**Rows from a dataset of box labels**
★ ★ ★ ★
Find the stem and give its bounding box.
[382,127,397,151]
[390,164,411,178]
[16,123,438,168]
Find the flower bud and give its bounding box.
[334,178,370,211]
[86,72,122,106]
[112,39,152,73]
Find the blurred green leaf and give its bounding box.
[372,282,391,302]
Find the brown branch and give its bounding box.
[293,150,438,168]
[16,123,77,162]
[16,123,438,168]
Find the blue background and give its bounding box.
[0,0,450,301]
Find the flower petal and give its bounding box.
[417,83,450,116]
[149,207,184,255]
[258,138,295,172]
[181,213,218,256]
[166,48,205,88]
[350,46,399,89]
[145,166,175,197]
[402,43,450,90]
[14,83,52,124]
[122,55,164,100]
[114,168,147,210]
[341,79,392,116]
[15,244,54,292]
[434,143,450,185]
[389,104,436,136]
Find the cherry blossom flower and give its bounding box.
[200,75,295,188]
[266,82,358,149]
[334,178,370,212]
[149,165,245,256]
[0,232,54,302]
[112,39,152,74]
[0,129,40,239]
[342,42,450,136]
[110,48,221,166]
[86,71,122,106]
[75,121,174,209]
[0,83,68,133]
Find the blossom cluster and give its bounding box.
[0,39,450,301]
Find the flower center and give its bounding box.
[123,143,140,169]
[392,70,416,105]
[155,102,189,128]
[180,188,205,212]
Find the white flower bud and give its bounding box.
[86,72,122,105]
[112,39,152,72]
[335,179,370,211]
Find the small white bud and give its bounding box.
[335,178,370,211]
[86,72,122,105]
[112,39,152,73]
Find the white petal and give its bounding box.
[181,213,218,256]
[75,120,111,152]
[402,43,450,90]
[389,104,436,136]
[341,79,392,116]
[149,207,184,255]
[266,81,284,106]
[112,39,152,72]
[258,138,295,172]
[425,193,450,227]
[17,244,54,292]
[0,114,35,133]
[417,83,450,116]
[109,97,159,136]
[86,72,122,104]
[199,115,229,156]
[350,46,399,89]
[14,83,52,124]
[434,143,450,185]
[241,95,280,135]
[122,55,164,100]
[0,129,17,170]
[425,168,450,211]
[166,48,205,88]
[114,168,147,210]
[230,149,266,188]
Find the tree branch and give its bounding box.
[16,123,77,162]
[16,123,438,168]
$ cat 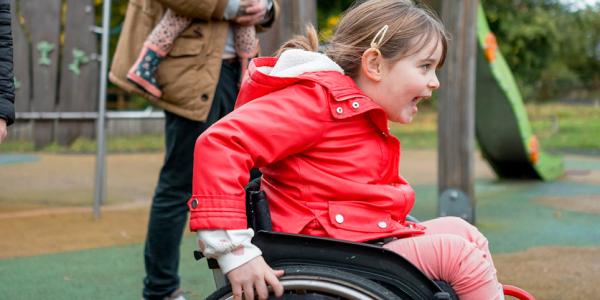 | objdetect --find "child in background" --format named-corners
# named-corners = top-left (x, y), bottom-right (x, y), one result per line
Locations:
top-left (127, 0), bottom-right (258, 98)
top-left (188, 0), bottom-right (536, 300)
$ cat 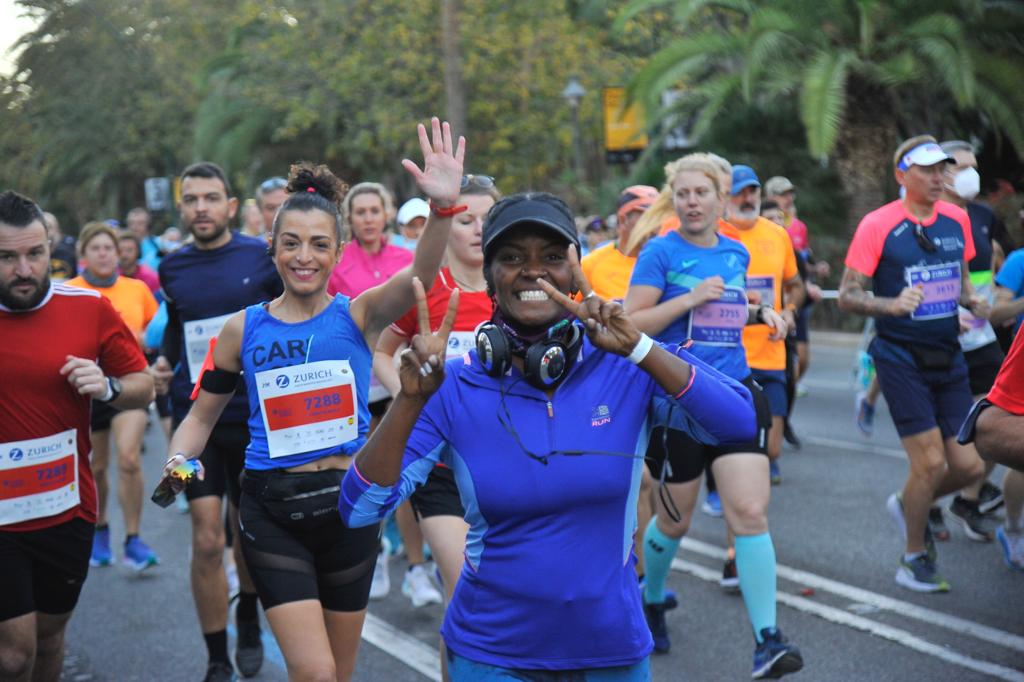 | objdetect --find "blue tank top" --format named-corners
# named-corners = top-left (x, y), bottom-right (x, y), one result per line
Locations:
top-left (242, 295), bottom-right (373, 469)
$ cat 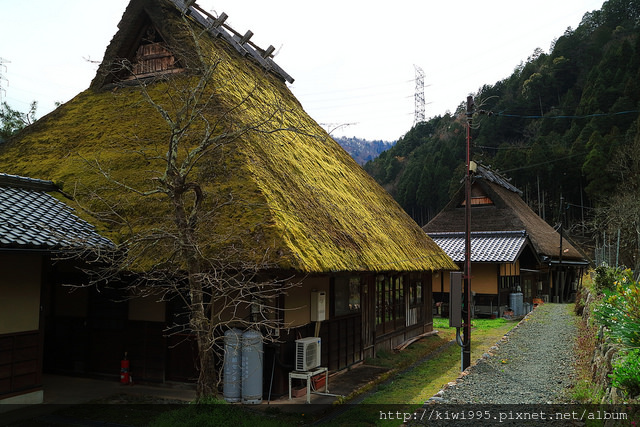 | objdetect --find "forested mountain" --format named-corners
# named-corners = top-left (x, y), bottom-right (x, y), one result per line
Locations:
top-left (333, 136), bottom-right (395, 166)
top-left (365, 0), bottom-right (640, 266)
★ ★ ★ ★
Find each line in the listing above that contains the word "right", and copy those lines.

# named-corners = top-left (x, y), bottom-right (x, y), one result per line
top-left (127, 0), bottom-right (258, 98)
top-left (188, 0), bottom-right (536, 300)
# named-corners = top-left (x, y), bottom-right (x, y), one result per line
top-left (242, 295), bottom-right (373, 469)
# named-corners = top-left (x, y), bottom-right (x, y), one result per line
top-left (333, 136), bottom-right (395, 166)
top-left (365, 0), bottom-right (640, 266)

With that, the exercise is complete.